» INSTRUCTION:
In the records below, locate the line containing "If you could put a point on the fingers", then output that line and all later lines exactly, through the last one.
──────── AVAILABLE RECORDS
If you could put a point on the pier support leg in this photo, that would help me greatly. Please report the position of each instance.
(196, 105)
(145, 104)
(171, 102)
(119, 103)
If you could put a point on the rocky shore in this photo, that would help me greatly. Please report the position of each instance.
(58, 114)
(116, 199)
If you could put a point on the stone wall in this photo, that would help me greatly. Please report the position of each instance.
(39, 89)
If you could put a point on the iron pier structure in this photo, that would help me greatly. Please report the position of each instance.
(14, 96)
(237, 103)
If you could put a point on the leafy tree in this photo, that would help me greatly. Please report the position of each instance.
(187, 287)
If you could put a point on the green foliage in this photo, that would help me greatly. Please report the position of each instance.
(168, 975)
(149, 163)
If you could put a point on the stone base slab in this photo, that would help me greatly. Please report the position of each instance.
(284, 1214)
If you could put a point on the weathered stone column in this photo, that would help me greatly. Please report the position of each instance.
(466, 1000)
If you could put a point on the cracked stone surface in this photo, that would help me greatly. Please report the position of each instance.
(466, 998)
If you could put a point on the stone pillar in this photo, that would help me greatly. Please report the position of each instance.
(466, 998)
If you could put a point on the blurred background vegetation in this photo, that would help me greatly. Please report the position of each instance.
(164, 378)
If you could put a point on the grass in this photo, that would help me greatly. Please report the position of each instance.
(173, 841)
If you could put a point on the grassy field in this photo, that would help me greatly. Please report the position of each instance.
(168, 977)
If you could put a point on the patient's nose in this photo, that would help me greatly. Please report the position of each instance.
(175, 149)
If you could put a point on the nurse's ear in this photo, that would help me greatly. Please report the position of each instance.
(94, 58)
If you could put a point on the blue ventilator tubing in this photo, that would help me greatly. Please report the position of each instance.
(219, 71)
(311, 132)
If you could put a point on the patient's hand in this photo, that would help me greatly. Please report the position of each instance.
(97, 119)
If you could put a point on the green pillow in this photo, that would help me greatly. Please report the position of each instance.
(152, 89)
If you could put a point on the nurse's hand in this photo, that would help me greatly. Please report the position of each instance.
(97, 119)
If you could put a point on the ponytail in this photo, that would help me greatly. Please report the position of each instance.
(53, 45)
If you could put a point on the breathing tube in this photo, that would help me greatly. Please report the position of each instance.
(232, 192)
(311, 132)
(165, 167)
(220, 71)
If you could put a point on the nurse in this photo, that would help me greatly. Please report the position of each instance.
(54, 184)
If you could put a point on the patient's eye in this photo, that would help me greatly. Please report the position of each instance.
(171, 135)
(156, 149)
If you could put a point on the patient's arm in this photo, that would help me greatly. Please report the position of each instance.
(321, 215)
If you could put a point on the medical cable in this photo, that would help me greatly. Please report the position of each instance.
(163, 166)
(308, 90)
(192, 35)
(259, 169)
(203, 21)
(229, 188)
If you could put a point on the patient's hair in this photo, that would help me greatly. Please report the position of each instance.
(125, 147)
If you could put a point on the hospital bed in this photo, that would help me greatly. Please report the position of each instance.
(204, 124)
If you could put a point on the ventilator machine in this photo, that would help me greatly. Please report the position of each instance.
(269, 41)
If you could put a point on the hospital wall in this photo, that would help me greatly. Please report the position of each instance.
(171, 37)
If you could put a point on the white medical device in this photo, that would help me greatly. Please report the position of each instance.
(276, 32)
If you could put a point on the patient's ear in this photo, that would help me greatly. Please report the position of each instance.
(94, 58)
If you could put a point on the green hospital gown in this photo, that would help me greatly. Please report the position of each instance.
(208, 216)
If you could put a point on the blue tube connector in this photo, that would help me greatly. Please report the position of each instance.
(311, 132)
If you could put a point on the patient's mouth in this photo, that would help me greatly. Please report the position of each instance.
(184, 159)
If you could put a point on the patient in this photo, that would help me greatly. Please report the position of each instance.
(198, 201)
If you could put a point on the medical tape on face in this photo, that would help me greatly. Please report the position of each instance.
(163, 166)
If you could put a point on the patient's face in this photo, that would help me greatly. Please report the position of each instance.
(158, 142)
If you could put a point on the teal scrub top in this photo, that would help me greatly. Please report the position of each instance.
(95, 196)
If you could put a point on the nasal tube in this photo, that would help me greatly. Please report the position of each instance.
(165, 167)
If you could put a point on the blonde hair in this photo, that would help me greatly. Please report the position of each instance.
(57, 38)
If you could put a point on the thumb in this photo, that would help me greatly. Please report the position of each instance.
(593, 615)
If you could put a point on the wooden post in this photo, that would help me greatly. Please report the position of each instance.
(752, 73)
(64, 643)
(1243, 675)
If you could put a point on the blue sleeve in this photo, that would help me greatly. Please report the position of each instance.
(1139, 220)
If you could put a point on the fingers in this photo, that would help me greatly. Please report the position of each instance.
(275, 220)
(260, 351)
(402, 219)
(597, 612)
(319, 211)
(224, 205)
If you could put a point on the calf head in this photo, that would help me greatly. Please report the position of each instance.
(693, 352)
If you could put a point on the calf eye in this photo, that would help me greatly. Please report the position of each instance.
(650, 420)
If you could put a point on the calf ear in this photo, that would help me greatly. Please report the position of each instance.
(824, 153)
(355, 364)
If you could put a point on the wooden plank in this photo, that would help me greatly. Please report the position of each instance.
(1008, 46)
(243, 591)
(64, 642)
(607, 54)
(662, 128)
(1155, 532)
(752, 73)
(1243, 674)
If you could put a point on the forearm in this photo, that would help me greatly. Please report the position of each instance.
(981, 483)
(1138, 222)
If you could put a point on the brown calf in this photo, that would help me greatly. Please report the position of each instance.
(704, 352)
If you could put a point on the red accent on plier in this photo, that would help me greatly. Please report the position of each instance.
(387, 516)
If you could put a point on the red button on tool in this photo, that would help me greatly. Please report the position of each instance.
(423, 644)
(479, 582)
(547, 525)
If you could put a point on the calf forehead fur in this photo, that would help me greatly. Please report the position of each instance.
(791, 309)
────────────────
» RESPONSE TO THIS TASK:
If you could put a point on the fingers in this photo, that would help me greatly. Please report the position of each instance.
(275, 220)
(260, 351)
(402, 219)
(597, 612)
(319, 211)
(224, 205)
If you could put a point on the calf head in this photo, that would help me greatly. Please report the position of each instance.
(693, 352)
If you could put a point on the calf eye in this photo, that would help me greatly. Please report the position of each instance.
(650, 420)
If you could put a point on the calf ear in this photo, that would help me greatly. Please report the position of each instance.
(824, 153)
(355, 364)
If you could put a point on the wooden plank in this photo, that would help me greatly. Please report the position of each instance.
(1008, 46)
(243, 591)
(64, 642)
(607, 54)
(662, 128)
(1155, 532)
(752, 73)
(1243, 674)
If you could put a point on the forearm in this photo, that would help me greatly. Please report the position of each instance.
(981, 483)
(1138, 222)
If you could put a point on the brown calf in this photo, that would help me greatly. Please report the position of each instance.
(704, 352)
If you could put a point on the red accent on plier in this photo, that would help me greatly. Please report the position of each instance.
(387, 516)
If you could put a point on the red button on tool in this photo, that would help me greatly. Please report the position of each instance.
(423, 644)
(479, 582)
(547, 525)
If you could put a point on the calf forehead fur in this photo, that would help me greatly. Please report the position of each instance.
(791, 309)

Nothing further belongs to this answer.